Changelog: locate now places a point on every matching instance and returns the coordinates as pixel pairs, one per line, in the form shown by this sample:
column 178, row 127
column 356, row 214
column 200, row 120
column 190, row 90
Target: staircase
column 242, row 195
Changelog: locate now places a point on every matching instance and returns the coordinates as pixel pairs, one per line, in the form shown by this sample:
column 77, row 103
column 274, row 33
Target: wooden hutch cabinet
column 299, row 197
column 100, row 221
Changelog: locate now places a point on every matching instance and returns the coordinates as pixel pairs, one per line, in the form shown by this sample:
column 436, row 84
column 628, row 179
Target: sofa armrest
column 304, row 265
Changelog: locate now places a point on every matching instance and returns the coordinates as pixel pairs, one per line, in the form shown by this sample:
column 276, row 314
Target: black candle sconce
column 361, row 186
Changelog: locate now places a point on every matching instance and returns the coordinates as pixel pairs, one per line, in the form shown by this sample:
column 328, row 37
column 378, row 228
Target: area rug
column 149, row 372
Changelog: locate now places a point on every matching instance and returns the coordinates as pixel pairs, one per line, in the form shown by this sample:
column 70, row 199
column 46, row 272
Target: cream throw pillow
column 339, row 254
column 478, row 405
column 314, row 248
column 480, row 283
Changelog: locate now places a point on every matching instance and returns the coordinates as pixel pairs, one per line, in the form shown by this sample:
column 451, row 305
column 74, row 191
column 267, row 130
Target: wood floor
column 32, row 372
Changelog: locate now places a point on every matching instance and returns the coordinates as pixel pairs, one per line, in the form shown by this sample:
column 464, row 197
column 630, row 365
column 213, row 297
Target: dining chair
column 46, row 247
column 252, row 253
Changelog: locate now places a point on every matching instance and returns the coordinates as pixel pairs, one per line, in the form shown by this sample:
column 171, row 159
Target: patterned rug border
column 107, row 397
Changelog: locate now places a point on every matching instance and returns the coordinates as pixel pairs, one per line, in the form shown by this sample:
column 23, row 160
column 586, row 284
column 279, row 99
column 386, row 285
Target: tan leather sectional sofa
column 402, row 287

◆ ◆ ◆ ◆ ◆ ◆ ◆

**Task to complete**
All that belongs in your answer is the stretch of entries above from the line with "column 328, row 37" through the line with "column 70, row 199", printed exactly.

**Output of the task**
column 328, row 37
column 378, row 228
Target: area rug
column 149, row 372
Changelog: locate now places a point on every matching instance and returns the coordinates as pixel pairs, one per line, in the form shown by this sample:
column 70, row 199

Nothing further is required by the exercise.